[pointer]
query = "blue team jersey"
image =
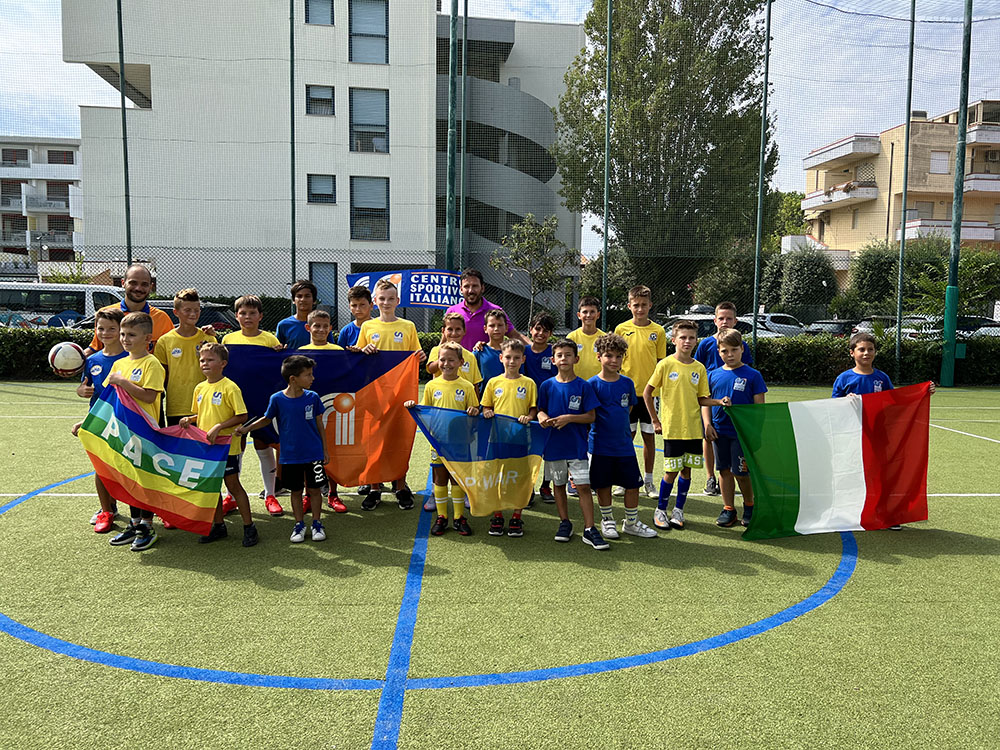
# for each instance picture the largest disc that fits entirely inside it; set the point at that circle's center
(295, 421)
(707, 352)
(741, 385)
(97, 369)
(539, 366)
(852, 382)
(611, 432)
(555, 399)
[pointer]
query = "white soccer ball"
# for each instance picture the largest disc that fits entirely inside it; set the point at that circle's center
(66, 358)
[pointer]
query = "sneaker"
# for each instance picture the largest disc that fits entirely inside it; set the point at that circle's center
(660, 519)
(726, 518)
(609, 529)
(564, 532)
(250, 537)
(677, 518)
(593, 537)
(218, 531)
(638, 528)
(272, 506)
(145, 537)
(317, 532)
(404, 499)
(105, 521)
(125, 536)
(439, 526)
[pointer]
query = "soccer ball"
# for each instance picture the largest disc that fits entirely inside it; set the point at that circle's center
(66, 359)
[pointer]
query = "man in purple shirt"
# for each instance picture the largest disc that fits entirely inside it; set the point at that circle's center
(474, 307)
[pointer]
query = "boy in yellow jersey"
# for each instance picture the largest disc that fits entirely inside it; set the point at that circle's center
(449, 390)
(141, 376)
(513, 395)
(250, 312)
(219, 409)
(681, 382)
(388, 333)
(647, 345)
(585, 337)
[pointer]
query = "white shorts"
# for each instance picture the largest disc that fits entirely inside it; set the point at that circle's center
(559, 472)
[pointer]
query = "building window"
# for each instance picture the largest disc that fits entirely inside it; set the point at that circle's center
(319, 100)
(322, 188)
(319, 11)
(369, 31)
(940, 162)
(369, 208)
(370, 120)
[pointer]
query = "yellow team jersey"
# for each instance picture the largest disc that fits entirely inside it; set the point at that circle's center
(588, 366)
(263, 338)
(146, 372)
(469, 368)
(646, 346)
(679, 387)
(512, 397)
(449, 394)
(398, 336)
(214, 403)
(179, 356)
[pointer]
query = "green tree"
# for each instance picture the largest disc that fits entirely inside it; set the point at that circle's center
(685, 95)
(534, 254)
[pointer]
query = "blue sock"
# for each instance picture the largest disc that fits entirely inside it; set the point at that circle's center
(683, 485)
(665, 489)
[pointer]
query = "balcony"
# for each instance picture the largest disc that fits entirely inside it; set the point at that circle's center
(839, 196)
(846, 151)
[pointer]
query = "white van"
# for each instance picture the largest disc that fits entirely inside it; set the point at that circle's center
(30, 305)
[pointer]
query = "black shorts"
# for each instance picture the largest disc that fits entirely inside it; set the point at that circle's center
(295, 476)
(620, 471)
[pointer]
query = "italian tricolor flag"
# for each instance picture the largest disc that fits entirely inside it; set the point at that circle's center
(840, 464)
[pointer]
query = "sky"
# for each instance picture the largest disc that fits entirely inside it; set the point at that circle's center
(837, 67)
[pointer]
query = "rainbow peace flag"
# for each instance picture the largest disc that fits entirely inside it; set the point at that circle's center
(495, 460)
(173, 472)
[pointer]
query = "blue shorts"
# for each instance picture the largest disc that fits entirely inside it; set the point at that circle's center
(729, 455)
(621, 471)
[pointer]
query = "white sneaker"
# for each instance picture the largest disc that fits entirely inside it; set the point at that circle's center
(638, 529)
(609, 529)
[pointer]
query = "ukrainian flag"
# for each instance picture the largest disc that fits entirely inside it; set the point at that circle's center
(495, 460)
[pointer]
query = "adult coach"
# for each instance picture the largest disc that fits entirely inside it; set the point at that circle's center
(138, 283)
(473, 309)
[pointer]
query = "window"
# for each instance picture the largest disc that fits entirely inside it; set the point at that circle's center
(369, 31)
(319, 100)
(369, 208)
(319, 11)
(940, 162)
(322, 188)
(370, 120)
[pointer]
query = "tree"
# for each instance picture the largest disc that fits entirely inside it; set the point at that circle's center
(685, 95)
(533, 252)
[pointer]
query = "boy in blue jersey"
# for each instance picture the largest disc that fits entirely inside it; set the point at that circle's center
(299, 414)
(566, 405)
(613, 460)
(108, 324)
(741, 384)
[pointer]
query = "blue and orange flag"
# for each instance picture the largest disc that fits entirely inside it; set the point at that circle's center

_ _ _ _

### Exercise
Check the records above line by line and tally those holding the string "window". Answer with the number only.

### Solution to this task
2